── 本题材料
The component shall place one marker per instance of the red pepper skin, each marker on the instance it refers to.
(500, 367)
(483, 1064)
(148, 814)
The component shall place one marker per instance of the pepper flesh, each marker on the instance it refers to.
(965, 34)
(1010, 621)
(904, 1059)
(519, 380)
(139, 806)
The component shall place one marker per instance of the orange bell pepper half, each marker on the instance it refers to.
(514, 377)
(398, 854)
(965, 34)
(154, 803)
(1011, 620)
────
* _练习_
把上面的全部行转写成一个 Markdown 表格，分为“序号”和“内容”两列，空行不计入。

* _结果如下_
| 序号 | 内容 |
|---|---|
| 1 | The component shall place one marker per instance of the red pepper skin, each marker on the instance it refers to. |
| 2 | (500, 367) |
| 3 | (483, 1064) |
| 4 | (148, 814) |
| 5 | The component shall place one marker per instance of the pepper flesh, each marker on the instance it refers to. |
| 6 | (965, 34) |
| 7 | (1010, 621) |
| 8 | (904, 1059) |
| 9 | (519, 380) |
| 10 | (139, 806) |
| 11 | The component shall place one marker per instance of the orange bell pepper half, each marker on the instance it refers to. |
| 12 | (514, 377) |
| 13 | (398, 854) |
| 14 | (965, 34) |
| 15 | (154, 803) |
| 16 | (1011, 620) |